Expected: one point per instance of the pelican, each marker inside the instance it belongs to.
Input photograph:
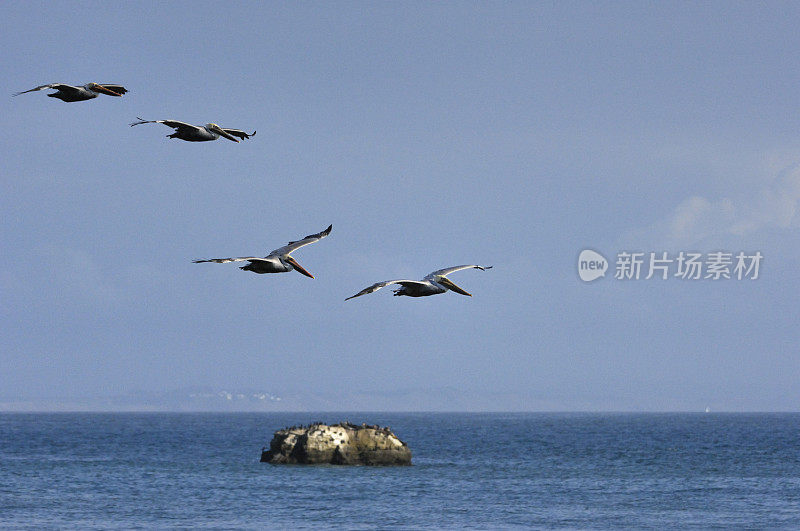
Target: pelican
(433, 284)
(89, 91)
(277, 261)
(197, 133)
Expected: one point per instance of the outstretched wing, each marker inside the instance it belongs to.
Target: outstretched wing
(379, 285)
(226, 260)
(446, 271)
(119, 89)
(293, 246)
(238, 132)
(169, 123)
(58, 86)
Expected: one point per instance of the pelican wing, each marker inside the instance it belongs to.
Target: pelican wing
(446, 271)
(58, 86)
(169, 123)
(293, 246)
(119, 89)
(379, 285)
(226, 260)
(238, 132)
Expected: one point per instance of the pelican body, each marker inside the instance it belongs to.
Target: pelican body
(89, 91)
(433, 284)
(198, 133)
(278, 261)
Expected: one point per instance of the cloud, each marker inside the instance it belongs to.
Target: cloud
(697, 218)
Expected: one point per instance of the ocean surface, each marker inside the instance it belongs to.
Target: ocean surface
(572, 470)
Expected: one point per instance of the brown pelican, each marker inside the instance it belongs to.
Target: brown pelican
(197, 133)
(433, 284)
(277, 261)
(89, 91)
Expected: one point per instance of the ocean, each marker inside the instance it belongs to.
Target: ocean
(484, 471)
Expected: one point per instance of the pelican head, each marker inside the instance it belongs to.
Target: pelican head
(297, 267)
(449, 284)
(96, 87)
(214, 128)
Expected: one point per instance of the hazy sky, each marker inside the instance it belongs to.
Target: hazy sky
(512, 134)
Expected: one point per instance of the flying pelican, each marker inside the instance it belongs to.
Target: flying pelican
(197, 133)
(89, 91)
(277, 261)
(433, 284)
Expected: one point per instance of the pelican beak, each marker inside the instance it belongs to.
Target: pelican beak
(101, 88)
(291, 261)
(446, 282)
(222, 132)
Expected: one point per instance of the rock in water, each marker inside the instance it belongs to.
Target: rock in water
(338, 444)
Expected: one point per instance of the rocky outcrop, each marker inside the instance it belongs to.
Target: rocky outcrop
(337, 444)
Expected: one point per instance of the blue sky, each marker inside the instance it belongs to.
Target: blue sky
(511, 134)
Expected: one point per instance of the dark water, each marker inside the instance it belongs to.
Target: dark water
(470, 470)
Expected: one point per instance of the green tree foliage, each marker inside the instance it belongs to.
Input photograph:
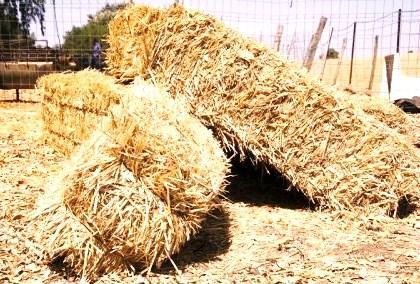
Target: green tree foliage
(78, 41)
(16, 17)
(332, 53)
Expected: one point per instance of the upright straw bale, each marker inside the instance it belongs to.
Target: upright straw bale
(140, 186)
(261, 105)
(73, 104)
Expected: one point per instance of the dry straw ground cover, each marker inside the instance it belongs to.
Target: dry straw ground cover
(138, 188)
(260, 105)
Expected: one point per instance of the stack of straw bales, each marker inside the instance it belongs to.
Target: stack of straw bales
(260, 105)
(138, 188)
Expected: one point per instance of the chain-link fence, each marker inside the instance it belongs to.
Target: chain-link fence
(70, 34)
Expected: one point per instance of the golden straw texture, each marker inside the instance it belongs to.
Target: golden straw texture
(260, 105)
(139, 188)
(73, 104)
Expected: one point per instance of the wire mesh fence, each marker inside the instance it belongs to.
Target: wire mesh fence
(62, 35)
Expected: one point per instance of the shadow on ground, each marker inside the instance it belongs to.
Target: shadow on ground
(255, 186)
(212, 240)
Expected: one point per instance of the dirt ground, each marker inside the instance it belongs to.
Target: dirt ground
(263, 235)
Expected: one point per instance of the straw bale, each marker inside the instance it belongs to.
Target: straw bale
(260, 105)
(139, 188)
(383, 111)
(73, 104)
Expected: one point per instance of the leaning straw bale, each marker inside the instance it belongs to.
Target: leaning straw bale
(73, 104)
(140, 186)
(260, 105)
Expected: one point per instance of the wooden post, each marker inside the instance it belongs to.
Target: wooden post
(326, 55)
(316, 37)
(340, 60)
(399, 31)
(375, 54)
(352, 53)
(277, 39)
(291, 45)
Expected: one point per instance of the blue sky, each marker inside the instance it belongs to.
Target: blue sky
(259, 19)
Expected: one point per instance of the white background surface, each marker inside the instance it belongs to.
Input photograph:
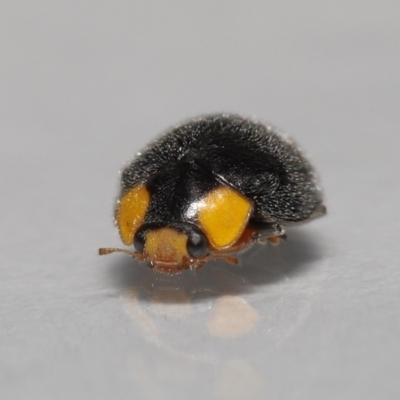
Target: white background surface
(84, 85)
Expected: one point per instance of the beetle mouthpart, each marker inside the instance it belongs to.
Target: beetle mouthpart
(166, 246)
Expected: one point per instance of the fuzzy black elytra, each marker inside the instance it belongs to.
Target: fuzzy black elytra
(210, 187)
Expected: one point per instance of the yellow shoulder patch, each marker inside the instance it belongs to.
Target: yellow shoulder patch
(223, 215)
(131, 210)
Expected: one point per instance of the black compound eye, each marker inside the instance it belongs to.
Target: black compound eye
(197, 245)
(140, 240)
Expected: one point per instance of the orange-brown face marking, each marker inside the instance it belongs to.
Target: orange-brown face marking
(223, 215)
(131, 211)
(166, 246)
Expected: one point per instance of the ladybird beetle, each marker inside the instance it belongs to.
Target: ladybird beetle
(210, 187)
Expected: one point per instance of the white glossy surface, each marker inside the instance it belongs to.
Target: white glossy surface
(84, 86)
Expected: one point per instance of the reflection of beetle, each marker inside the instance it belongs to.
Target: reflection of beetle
(212, 186)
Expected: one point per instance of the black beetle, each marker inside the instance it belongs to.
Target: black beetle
(210, 187)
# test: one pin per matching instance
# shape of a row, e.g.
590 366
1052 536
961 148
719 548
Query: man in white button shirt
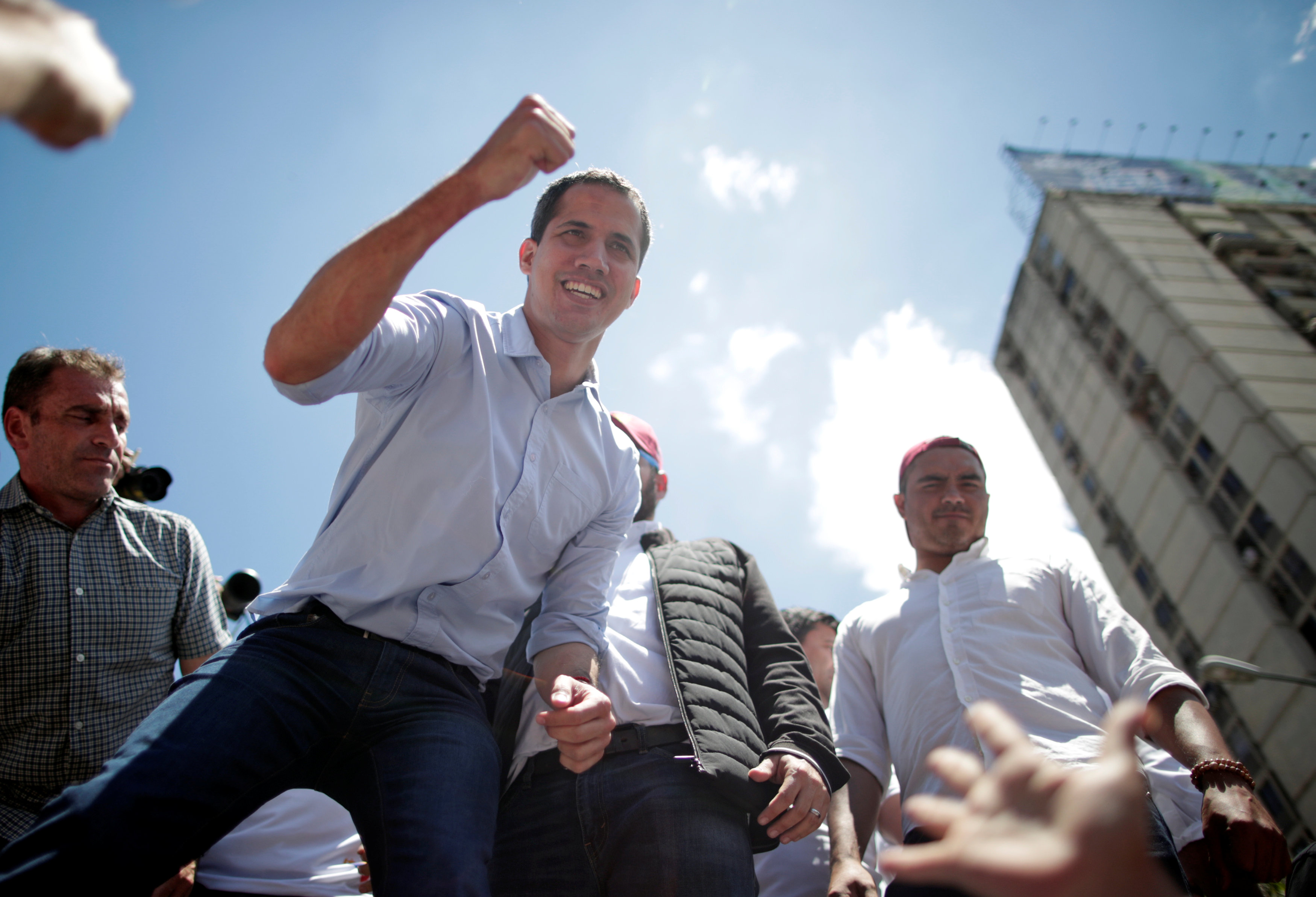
485 474
722 745
1039 639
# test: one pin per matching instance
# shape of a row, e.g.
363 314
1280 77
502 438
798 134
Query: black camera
144 484
239 592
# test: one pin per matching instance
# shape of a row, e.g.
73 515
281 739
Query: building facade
1161 346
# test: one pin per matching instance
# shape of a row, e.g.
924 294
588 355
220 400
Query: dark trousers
397 735
1161 847
634 824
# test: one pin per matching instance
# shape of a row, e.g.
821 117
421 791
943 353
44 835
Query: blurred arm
57 79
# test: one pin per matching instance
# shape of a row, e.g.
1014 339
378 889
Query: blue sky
268 135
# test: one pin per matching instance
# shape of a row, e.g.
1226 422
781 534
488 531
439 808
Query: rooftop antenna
1101 141
1165 153
1265 148
1137 135
1069 135
1042 127
1234 147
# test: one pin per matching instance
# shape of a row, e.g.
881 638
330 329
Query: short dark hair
32 372
801 621
552 196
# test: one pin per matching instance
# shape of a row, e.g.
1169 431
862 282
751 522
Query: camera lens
144 484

________________________________________

*Work order:*
At the line containing "Query: blue sky", start copying. Continue exactly through the final line of the entries above and stop there.

*Written solution:*
Query: blue sky
268 135
# test: one pin per matching instance
# shape of a row, e.g.
1226 422
781 534
488 531
439 808
Query: rooftop antenna
1101 141
1165 153
1265 148
1137 135
1069 135
1042 127
1234 147
# test: one pin per matching instance
# shape of a row, e.g.
881 638
330 329
Query: short dark hair
32 372
801 621
552 196
# test: one pin per matching instance
# shape of a row, e.g.
1169 431
862 282
751 522
Query: camera lens
144 484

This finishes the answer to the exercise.